> Exercise set
**a)** In the passage on ATP synthase, rewrite the text from "The role of ATP synthase in" to "mtDNA purging [39].", swapping "ATP synthase" for "F-ATPase".
**b)** Extend the passage on ATP synthase and the mitochondrial permeability transition pore, picking up after its final sentence.

> Selected extract

● ● ● ● ● ● ●

The role of ATP synthase in cristae shaping has also been recently linked to the purifying selection of mtDNA. Studies in S. Cerevisiae have demonstrated that mtDNA segregation requires a continuous mitochondrial network and ATP synthase dimers stand in close proximity of mtDNA creating a compartment where different mtDNA molecules are not mixed. This “compartmentalization” is responsible for the negative selection of mutant mtDNA molecules that cannot be complemented by wild-type mtDNA molecules and create a dysfunctional bioenergetic environment that leads to mtDNA purging [39].

3. The Hidden Face of the ATP Synthase

Even if the overall architecture, organization and mechanistic principles of ATP synthase have been well established in the last decade, other roles of ATP synthase in mitochondrial biology are less well understood. Indeed, the ATP synthase function is not only confined to ATP production but also, as recently emerged, when activated by Ca2+ [27,29,40,41], in the formation of the lethal mega-channel in the IMM known as the mPTP [42]. The mPTP would coincide with the ATP synthase [25]. When in the catalytic site the natural cofactor Mg2+ is replaced by Ca2+, the enzyme would disassemble, forming the mPTP in the FO domain. Since the Ca2+-activated ATP synthase responds differently to various modulators with respect to the enzyme activated by natural cofactor Mg2+, biochemical strategies targeting the enzyme may potentially rule the mPTP. On one side to prevent its opening and the associated deadly events, and on the other, to trigger its formation to selectively counteract cell proliferation. This arcane phenomenon raised the research interests in mPTP modulators [43,44,45,46,47,48,49], which can represent innovative drugs to counteract a variety of mPTP-related human diseases [10,50]. Kinetic analyses in vitro on the ATP synthase inhibition mechanisms and the interaction between different inhibitors, under different assay conditions, have been used as a biochemical strategy to identify and evaluate the effect of post-translational modifications of amino acids (e.g., Cyst, Tyr, His, and Arg) on the molecular mechanisms of energy transduction in mitochondria [43,48,51,52,53,54].

Different hypotheses have been proposed to explain the role of ATP synthase as a pore-forming component of the mPTP. The opening of a large conductance channel could be triggered by the c-ring of ATP synthase [55,56] or it forms in ATP synthase dimers at the interface between monomers [57,58]. However, the recent cryo-EM structure of ATP synthase with the Ca2+ bound to catalytic sites of the enzyme [25] supports the “bent-pull” model [41,59]. So, the mPTP opening arises from different conformations of the Ca2+-activated ATP synthase and the pore forms from the c-ring. The Ca2+ has a higher atomic radius than the natural cofactor Mg2+ by inducing an alteration of the F1 domain. The structural modification of the enzyme catalytic sites is transmitted by the PS to the FO domain. The conformational changes generate a force that pulls the lipid plug out of the c-ring. In all likelihood, the lyso-phosphatidylserine (L-PS) on the intracristae space is pushed out of the hole of the c-ring by the movement induced by the e subunit. Consistently, the water molecules fill the inside of the c-ring and destabilise the phosphatidylserine plug on the matrix side. Accordingly, the F1 detaches from the FO and the pore opens [25,41] (Figure 3).

● ● ● ● ● ● ●

> Exercise data
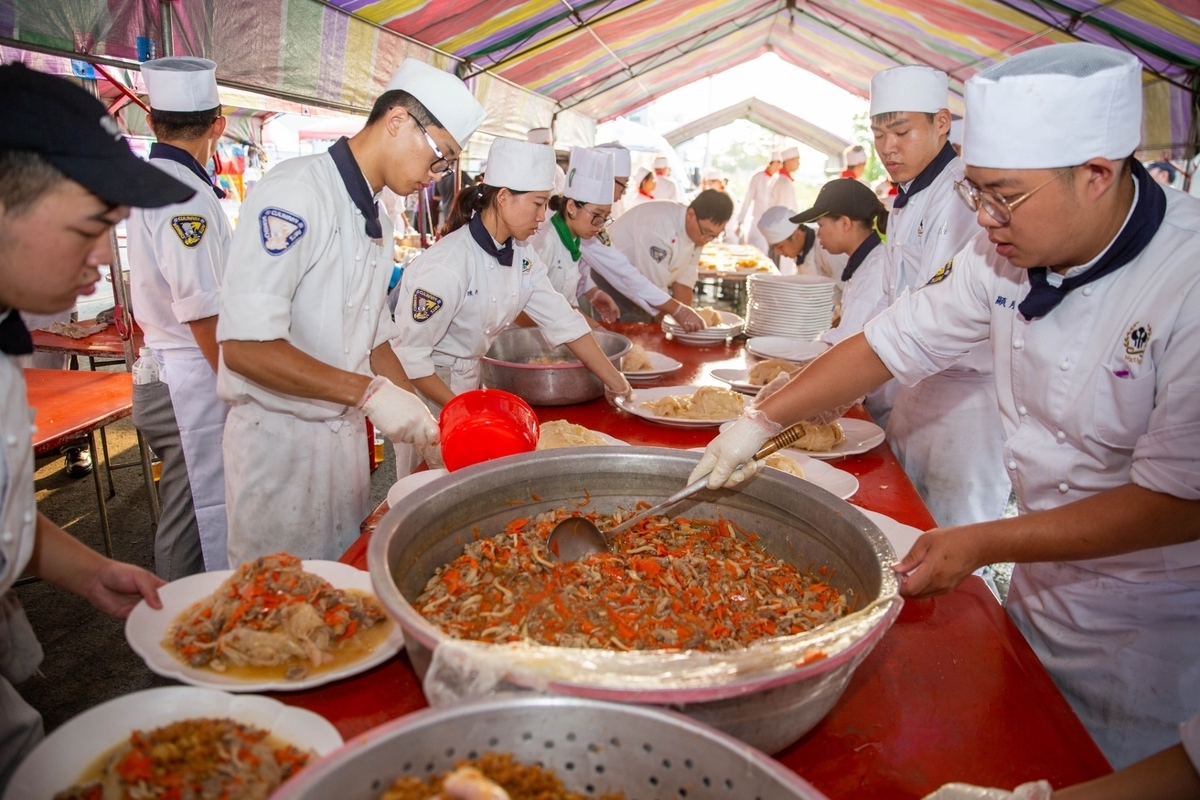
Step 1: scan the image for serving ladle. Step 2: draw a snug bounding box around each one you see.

● ● ● ● ● ● ●

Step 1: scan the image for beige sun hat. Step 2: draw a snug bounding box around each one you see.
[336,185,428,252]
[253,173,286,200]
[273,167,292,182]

● ● ● ● ● ● ●

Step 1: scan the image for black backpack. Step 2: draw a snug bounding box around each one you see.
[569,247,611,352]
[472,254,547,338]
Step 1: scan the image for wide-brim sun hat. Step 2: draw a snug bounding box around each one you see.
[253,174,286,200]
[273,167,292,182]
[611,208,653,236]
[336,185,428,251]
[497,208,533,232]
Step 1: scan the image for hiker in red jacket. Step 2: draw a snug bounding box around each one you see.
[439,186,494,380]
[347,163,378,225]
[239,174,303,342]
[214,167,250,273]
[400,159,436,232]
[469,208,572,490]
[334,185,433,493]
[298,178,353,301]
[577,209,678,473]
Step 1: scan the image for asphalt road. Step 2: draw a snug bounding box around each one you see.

● ● ● ● ● ● ●

> Responses by item number
**a)**
The role of F-ATPase in cristae shaping has also been recently linked to the purifying selection of mtDNA. Studies in S. Cerevisiae have demonstrated that mtDNA segregation requires a continuous mitochondrial network and F-ATPase dimers stand in close proximity of mtDNA creating a compartment where different mtDNA molecules are not mixed. This “compartmentalization” is responsible for the negative selection of mutant mtDNA molecules that cannot be complemented by wild-type mtDNA molecules and create a dysfunctional bioenergetic environment that leads to mtDNA purging [39].

**b)**
Figure 3

ATP synthase representation, obtained from modified PDB ID code: 6TT7, in the conformation of the mPTP opening. The Ca2+ bound to the catalytic sites drives the ATP hydrolysis by triggering the structural change which forms the mPTP. The pore might open in the core of the c-ring when the retracted e subunit pulls the L-PS plug out of the c-ring at the intracristae space, while the stabilized structure of ATP synthase pulls out phosphatidylserine at the matrix side. The mPTP opening dissipates the mitochondrial protonmotive force and water entries in the matrix driven by oncotic pressure.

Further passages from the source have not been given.